_Goal of the exercise:_
What you return must match the records below exactly, down to each character.

(Excerpted records begins)

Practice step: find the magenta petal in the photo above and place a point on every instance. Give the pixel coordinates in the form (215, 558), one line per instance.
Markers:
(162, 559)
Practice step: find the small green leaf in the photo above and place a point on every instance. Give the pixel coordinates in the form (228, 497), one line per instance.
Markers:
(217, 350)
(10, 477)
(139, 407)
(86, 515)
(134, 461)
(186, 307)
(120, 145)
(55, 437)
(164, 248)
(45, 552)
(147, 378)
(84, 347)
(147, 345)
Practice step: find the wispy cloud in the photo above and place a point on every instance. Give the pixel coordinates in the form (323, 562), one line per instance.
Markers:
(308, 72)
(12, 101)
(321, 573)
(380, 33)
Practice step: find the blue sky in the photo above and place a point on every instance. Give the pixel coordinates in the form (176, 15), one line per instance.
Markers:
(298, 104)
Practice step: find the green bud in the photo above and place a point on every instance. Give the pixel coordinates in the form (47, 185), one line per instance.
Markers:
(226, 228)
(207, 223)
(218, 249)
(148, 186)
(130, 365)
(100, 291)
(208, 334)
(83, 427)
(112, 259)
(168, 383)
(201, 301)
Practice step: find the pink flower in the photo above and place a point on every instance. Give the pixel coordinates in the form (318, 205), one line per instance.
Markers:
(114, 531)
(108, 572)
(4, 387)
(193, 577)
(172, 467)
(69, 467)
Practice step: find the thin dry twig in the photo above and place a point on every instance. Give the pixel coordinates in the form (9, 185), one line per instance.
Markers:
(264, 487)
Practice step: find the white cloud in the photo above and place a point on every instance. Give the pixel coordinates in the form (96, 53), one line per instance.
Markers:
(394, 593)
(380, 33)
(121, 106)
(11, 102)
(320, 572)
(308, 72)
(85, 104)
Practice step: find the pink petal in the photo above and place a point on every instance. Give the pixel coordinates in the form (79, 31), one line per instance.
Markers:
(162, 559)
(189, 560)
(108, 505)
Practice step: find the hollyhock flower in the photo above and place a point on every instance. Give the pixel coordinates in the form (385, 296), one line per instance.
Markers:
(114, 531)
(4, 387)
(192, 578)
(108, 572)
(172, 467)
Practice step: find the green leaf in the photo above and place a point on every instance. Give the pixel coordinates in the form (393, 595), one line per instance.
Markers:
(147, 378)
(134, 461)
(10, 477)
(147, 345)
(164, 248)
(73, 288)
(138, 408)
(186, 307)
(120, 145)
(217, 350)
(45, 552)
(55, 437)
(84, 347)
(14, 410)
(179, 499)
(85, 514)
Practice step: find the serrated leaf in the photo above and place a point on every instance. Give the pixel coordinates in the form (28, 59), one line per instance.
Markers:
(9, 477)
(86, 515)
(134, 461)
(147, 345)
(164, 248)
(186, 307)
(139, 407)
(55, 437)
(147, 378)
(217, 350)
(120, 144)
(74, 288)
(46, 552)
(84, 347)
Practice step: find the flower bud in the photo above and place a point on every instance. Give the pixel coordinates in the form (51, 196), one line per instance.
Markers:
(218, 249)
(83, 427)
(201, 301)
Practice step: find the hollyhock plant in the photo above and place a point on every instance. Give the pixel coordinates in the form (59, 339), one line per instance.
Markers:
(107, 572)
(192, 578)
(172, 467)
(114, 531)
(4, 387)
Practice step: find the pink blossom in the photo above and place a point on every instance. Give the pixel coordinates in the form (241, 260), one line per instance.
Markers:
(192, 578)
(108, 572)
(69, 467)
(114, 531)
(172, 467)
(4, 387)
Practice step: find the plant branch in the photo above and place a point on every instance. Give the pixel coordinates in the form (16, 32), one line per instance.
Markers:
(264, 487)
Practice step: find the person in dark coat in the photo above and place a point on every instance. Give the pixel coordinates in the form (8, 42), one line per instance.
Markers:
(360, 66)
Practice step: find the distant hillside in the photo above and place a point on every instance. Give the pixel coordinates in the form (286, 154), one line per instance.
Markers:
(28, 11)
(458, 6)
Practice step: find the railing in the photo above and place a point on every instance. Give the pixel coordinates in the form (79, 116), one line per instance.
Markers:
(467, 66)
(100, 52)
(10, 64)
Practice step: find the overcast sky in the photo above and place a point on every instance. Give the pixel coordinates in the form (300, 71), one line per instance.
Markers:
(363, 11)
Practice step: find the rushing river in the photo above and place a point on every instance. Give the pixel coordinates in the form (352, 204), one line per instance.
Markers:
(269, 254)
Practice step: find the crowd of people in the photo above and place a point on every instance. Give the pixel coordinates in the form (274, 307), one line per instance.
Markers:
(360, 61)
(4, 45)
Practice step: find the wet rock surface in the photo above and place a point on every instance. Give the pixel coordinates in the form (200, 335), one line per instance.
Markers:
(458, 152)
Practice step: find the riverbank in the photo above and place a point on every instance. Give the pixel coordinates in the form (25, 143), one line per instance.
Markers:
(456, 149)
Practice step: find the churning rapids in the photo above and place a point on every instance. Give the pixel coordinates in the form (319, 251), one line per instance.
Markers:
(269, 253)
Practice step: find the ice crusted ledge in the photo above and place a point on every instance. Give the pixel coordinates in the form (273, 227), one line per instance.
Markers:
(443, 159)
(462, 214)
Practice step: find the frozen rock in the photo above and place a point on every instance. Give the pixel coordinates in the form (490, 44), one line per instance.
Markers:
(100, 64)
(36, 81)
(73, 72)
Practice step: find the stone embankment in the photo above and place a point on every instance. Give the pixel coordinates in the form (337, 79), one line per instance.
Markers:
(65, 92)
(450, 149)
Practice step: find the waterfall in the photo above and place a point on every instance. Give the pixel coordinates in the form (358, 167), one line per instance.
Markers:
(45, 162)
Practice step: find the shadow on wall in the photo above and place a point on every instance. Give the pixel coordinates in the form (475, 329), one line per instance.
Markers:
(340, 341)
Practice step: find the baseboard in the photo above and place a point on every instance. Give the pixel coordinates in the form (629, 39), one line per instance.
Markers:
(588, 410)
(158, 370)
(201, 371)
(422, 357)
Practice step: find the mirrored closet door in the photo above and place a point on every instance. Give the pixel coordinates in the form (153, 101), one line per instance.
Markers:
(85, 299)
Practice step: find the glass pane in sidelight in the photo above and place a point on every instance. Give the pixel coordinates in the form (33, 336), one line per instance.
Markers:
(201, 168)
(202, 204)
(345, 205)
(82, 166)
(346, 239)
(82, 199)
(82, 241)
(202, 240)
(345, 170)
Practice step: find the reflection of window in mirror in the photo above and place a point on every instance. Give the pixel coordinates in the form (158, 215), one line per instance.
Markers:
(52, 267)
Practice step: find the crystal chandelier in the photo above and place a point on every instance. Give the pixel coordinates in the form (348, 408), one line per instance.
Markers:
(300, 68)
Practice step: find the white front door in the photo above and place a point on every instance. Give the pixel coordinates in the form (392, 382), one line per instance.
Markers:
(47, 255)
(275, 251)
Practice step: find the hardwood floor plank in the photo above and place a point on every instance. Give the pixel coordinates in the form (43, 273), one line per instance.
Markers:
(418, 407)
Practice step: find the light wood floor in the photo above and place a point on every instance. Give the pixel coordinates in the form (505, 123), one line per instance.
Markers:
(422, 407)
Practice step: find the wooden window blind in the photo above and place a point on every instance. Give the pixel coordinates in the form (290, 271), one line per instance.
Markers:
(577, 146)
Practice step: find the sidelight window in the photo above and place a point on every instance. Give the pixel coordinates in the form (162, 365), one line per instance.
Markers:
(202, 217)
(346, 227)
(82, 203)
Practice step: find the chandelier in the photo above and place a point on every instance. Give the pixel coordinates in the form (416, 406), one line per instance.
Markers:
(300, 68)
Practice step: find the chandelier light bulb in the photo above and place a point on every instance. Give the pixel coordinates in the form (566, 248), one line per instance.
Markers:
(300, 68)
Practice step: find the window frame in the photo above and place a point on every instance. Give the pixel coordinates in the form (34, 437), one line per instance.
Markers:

(Excerpted records ends)

_Solution to the exercise:_
Practice step: find the magenta petal in the photo above and place a point on every instance. Give the pixel coordinates in the form (215, 558), one line per instance.
Markers:
(162, 559)
Practice step: find the small green leaf in the photo above and place a point on every instance. Give the pixel coordinates in the form (228, 497), one line per instance.
Markers:
(217, 350)
(10, 477)
(139, 407)
(86, 515)
(134, 461)
(186, 307)
(120, 145)
(55, 437)
(164, 248)
(45, 552)
(147, 378)
(84, 347)
(147, 345)
Practice step: find the wispy cloud in the photo above and place a point on every instance. Give the pixel coordinates in the form (323, 562), one line per instance.
Markers:
(308, 72)
(12, 101)
(321, 573)
(380, 33)
Practice step: find the blue sky in the photo above and place a point on every instance. Give the pixel coordinates in the form (176, 15), one line per instance.
Markers:
(298, 104)
Practice step: find the green bud in the photo above and place a point on every instance. Give the pixel coordinates in the form (47, 185), one line per instance.
Markers:
(226, 228)
(207, 223)
(218, 249)
(148, 186)
(130, 365)
(100, 291)
(208, 334)
(83, 427)
(112, 259)
(168, 383)
(201, 301)
Practice step: find the pink flower in the photo above and place a point on every instance. Give the pixel coordinates in the form (318, 205), one line per instance.
Markers:
(114, 531)
(108, 572)
(4, 387)
(193, 577)
(172, 467)
(69, 467)
Practice step: find the thin dry twig in the photo above and place a point on every instance. Give the pixel coordinates in the form (9, 185), one line per instance.
Markers:
(264, 487)
Practice step: find the white cloud in the photo above and place a point on every instance. Give the pixel coordinates in the form (96, 53), one line per instance.
Markers:
(394, 593)
(380, 33)
(121, 106)
(11, 102)
(320, 572)
(308, 72)
(85, 104)
Practice step: find the pink petal in the photo above and place a point on every instance. Give the pixel coordinates in the form (79, 31), one line per instance.
Markers:
(162, 559)
(189, 560)
(108, 505)
Practice step: find the hollyhock flower in the photo above and place a point on every instance. Give the pixel coordinates in the form (385, 296), one line per instance.
Markers:
(114, 531)
(4, 387)
(192, 578)
(108, 572)
(172, 467)
Practice step: find the green leaf in the photo above and place a point on every instance. Give the pixel coordinates in the form (393, 595), one line per instance.
Markers:
(147, 378)
(134, 461)
(10, 477)
(147, 345)
(164, 248)
(73, 288)
(138, 408)
(186, 307)
(120, 145)
(217, 350)
(45, 552)
(55, 437)
(84, 347)
(14, 410)
(179, 499)
(85, 514)
Practice step: find the serrated leaf in the photo above and place a point on every instance. Give the pixel coordinates in the form (28, 59), one line per instance.
Markers:
(9, 477)
(86, 515)
(134, 461)
(147, 345)
(164, 248)
(186, 307)
(139, 407)
(55, 437)
(147, 378)
(217, 350)
(120, 144)
(74, 288)
(46, 552)
(84, 347)
Practice step: find the flower bud in the photo above and place a point on every instance. Give the pixel coordinates in the form (51, 196), one line per instance.
Markers:
(218, 249)
(83, 427)
(201, 301)
Practice step: find the hollyhock plant in the photo above and place a point on every instance. Give the pixel coordinates in the form (59, 339), one line per instance.
Markers:
(107, 572)
(192, 578)
(172, 467)
(114, 531)
(4, 387)
Practice step: find the pink blossom in the photo above and place a point on every instance. Give the pixel coordinates in the form (241, 260), one line per instance.
Markers:
(192, 578)
(108, 572)
(69, 467)
(114, 531)
(172, 467)
(4, 387)
Practice step: find the plant branch in the photo above and place a point on every instance. Give the pixel coordinates in the form (16, 32), one line per instance.
Markers:
(264, 487)
Practice step: find the person in dark coat in the photo above and place a point on every instance. Give the pixel coordinates in the form (8, 42), one line per instance.
Markers:
(360, 66)
Practice step: find the distant hillside in the photo above and place a point on every instance. Give the pixel coordinates in the form (286, 154), one line per instance.
Markers:
(28, 11)
(458, 6)
Practice step: find the railing in the photo above and place a point on every instance. Give the pixel coordinates in the form (79, 116), one line per instance.
Markers:
(467, 66)
(100, 52)
(10, 64)
Practice step: find the overcast sky in the photo above and place a point on every instance. Give the pixel coordinates in the form (300, 71), one line per instance.
Markers:
(363, 11)
Practice step: find the rushing river in the photo above and place a point on every instance. Give the pixel coordinates in the form (352, 204), one line per instance.
Markers:
(269, 254)
Practice step: find the crowd of people in the photo above and place a point on every instance. Give the pixel coordinates in the form (274, 307), one line per instance.
Markers:
(360, 61)
(4, 45)
Practice step: find the wet rock surface in the photo above and place a point on every instance. Give the pixel coordinates in the form (200, 335), one line per instance.
Markers:
(458, 152)
Practice step: find the riverbank in the photo above and place a point on every instance. Give the pixel coordinates in the form (25, 143), one line per instance.
Markers:
(456, 149)
Practice step: find the churning rapids in the photo above and place a point on every instance. Give the pixel coordinates in the form (319, 251), one line per instance.
Markers:
(269, 253)
Practice step: find the ice crusted ledge in the photo above and place a point on every instance. Give the pixel coordinates in the form (273, 227), one line per instance.
Markers:
(443, 159)
(462, 214)
Practice step: find the frozen rock in the photo above and place a point on every instance. Give the pixel coordinates in the form (490, 44), one line per instance.
Markers:
(100, 64)
(36, 81)
(73, 72)
Practice step: find the stone embankment in the photo above and place a point on every instance. Give the pixel coordinates in the form (337, 79), one line per instance.
Markers:
(65, 92)
(450, 149)
Practice step: find the waterfall in the photo above and place a point on every instance. Give the pixel coordinates in the form (358, 167), one line per instance.
Markers:
(45, 162)
Practice step: find the shadow on wall in the photo above and place a point on every instance. Give the pixel coordinates in the form (475, 329), one line per instance.
Markers:
(340, 341)
Practice step: find the baseboard in the photo above and place a point on every instance. Give the pixel coordinates in the form (629, 39), one line per instance.
Markers:
(588, 410)
(158, 370)
(201, 371)
(422, 357)
Practice step: find the mirrored closet door in the photo above and place a point on every instance. Give the pixel coordinates in the form (153, 101), one line per instance.
Markers:
(85, 299)
Practice step: find the glass pane in sidelight in the photo above and place a point on every instance. Give the pixel coordinates in the form (33, 336), one line per instance.
Markers:
(201, 168)
(202, 204)
(345, 205)
(82, 166)
(346, 239)
(82, 199)
(82, 241)
(202, 240)
(345, 170)
Practice step: find the reflection of window in mirror in the photo above and place a point on every instance. Give the pixel coordinates in the form (158, 215), one line per instance.
Markers:
(52, 267)
Practice step: find the crystal chandelier in the photo above and place a point on every instance. Give the pixel coordinates in the form (348, 408), one line per instance.
Markers:
(300, 68)
Practice step: find the white front door in the photo above and place a point on every instance. Give the pixel coordinates in the form (392, 382), one line per instance.
Markers:
(47, 255)
(275, 251)
Practice step: find the hardwood floor plank in the photo above and place a point on every instance. Give the pixel coordinates in the form (43, 273), one line per instance.
Markers:
(418, 407)
Practice step: find the light wood floor in the photo above and place a point on every instance. Give the pixel coordinates in the form (505, 123), one line per instance.
Markers:
(422, 407)
Practice step: find the wooden window blind in the photo above and place a point on every instance. Give the pixel coordinates in the form (290, 271), one line per instance.
Markers:
(577, 146)
Practice step: find the sidelight window in the photo above and place a point on every instance. Give the pixel coordinates in the form (162, 365), one line per instance.
Markers:
(202, 217)
(346, 227)
(82, 203)
Practice step: find the chandelier in the photo above and place a point on every instance. Give the pixel coordinates in the form (416, 406), one line per instance.
Markers:
(300, 68)
Practice step: find the chandelier light bulb in the photo above and place a point on every instance. Give the pixel coordinates in the form (566, 248), one line per instance.
Markers:
(300, 68)
Practice step: find the window frame in the photo above and place a point on every instance. Give the pixel coordinates in the form (34, 437), one line per instance.
Markers:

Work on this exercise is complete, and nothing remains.